Using the records below, give the number of lines where the word "barn" appears, with no further output.

== EXTRACTED ENTRIES

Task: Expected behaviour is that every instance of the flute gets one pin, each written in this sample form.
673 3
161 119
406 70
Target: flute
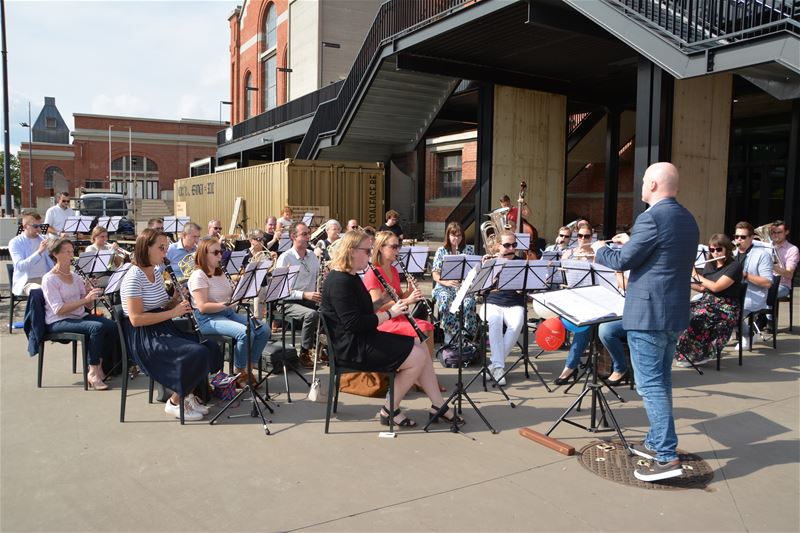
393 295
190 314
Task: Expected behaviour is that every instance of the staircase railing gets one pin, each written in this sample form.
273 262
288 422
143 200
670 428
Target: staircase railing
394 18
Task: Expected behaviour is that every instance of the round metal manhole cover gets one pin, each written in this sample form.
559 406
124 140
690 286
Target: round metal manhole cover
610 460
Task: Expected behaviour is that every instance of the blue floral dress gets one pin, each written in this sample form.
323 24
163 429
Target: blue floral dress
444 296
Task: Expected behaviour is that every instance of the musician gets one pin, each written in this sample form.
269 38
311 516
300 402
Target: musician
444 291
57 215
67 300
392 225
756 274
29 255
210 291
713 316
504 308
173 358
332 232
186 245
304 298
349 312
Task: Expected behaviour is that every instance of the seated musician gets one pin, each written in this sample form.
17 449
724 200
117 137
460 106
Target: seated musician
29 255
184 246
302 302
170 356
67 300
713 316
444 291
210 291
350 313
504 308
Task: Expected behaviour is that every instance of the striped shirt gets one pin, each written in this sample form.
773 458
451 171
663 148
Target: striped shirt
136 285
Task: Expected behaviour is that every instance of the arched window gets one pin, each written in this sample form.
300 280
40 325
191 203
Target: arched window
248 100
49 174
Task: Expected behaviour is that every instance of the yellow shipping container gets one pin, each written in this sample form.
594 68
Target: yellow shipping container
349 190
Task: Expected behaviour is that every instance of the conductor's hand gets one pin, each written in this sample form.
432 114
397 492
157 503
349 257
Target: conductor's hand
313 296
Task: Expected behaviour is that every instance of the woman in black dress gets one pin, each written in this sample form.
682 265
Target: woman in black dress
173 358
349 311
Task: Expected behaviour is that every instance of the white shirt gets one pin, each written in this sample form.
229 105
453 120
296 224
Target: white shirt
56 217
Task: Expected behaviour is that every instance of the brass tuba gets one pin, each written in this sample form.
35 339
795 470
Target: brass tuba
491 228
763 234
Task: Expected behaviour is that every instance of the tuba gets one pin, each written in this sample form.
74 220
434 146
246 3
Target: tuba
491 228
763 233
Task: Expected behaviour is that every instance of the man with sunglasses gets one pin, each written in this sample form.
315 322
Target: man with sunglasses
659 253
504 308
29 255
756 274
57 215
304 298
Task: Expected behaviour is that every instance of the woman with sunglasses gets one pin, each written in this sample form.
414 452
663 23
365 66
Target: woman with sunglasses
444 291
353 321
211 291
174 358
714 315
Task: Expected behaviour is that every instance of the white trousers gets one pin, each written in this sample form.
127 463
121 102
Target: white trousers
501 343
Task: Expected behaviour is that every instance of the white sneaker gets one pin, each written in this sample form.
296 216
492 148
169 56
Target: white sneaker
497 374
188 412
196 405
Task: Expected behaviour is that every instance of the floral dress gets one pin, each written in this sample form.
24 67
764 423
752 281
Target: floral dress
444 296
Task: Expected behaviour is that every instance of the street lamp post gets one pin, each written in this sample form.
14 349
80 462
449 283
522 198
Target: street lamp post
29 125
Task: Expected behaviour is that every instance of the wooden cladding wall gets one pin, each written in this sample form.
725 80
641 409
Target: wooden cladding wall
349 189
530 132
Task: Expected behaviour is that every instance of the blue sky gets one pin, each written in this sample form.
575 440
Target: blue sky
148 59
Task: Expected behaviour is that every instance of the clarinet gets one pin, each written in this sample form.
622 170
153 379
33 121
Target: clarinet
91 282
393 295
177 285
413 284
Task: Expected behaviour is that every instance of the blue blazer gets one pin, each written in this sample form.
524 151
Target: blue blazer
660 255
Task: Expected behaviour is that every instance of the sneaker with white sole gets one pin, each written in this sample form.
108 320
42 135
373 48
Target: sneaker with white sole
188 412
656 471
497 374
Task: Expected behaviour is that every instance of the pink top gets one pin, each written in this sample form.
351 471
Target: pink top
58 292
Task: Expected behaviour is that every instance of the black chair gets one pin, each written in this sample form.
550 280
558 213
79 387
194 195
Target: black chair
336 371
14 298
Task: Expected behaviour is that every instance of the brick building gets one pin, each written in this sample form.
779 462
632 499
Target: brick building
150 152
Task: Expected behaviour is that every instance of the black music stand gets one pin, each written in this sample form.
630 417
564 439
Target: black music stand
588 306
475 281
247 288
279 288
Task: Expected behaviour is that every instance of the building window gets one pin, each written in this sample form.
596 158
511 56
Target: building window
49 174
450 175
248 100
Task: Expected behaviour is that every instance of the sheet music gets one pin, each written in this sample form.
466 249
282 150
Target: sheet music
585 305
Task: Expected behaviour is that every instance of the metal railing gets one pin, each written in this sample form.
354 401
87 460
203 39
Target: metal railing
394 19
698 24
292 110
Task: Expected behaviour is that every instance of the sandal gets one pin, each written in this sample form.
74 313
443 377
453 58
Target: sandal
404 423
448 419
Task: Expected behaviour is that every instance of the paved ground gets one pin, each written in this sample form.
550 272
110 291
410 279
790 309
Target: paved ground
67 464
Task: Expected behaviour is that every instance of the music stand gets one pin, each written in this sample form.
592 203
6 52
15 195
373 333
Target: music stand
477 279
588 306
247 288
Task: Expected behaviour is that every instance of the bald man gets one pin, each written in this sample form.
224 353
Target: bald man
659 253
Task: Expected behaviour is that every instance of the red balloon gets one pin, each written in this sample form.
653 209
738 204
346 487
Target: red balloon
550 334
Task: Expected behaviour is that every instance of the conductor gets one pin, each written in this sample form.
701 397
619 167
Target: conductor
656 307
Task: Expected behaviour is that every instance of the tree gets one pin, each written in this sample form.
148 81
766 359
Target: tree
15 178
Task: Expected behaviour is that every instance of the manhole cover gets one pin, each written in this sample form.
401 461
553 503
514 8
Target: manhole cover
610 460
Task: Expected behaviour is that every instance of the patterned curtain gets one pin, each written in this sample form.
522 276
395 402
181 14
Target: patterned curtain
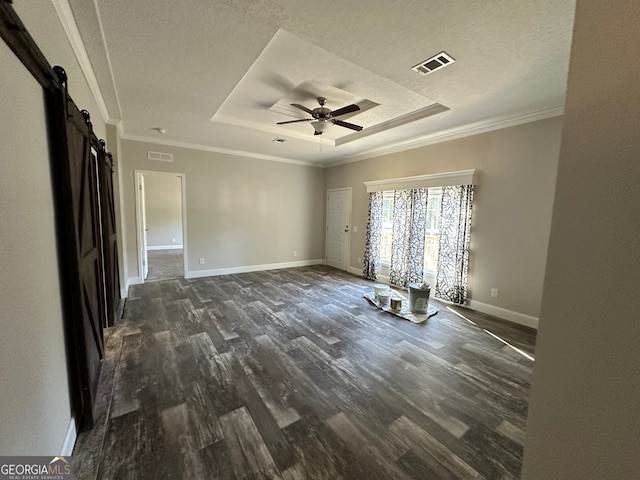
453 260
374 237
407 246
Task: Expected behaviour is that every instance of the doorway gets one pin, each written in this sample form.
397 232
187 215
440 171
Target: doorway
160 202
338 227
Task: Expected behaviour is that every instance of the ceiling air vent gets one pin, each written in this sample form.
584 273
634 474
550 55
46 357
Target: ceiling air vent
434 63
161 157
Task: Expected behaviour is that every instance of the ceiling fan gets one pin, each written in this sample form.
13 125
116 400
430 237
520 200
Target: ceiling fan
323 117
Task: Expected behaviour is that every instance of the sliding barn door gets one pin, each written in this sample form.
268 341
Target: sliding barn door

====

#### EXPECTED ANSWER:
2